_Work task_.
Starting with the line that mentions "837, row 488.", repeat each line verbatim until the entries end, both ends included.

Data extracted from a collection:
————

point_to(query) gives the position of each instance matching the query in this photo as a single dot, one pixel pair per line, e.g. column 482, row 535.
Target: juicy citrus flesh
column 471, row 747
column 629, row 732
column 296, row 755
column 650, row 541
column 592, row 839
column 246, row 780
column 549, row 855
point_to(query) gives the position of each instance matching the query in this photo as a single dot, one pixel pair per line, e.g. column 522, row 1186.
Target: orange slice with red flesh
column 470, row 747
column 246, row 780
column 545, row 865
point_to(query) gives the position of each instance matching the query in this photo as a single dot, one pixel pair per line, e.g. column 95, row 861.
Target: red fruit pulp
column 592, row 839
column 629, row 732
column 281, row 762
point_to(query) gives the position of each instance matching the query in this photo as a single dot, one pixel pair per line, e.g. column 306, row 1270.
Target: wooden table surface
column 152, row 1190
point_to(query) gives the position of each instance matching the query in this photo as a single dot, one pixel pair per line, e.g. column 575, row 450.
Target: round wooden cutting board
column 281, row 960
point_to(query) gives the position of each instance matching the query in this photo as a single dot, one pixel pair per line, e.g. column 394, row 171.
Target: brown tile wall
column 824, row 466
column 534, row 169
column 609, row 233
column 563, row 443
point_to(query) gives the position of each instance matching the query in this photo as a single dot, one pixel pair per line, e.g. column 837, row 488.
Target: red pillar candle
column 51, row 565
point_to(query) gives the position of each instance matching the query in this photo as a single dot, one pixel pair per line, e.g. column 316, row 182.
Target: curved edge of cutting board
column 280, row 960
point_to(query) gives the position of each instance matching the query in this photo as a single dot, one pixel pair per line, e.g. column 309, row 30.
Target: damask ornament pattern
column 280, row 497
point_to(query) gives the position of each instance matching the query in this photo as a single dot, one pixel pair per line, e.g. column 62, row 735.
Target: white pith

————

_Task solution_.
point_to(query) gives the position of each instance matching the query in this photo as a single dot, one pixel pair per line, e.g. column 837, row 488.
Target: red pillar candle
column 51, row 565
point_to(query) gives the position of each instance matching the query in this photo as a single dot, one pixel pair per line, e.g. column 316, row 182.
Target: curved edge of cutting board
column 280, row 960
point_to(query) gives the position of each instance matching the query in this photo as a single dot, one pixel pair per line, e.g. column 309, row 30.
Target: damask ornament pattern
column 280, row 497
point_to(query) gives the position of each instance matching the query in this photo as a single dot, one pixel pair per line, e.g. column 62, row 735.
Target: white pith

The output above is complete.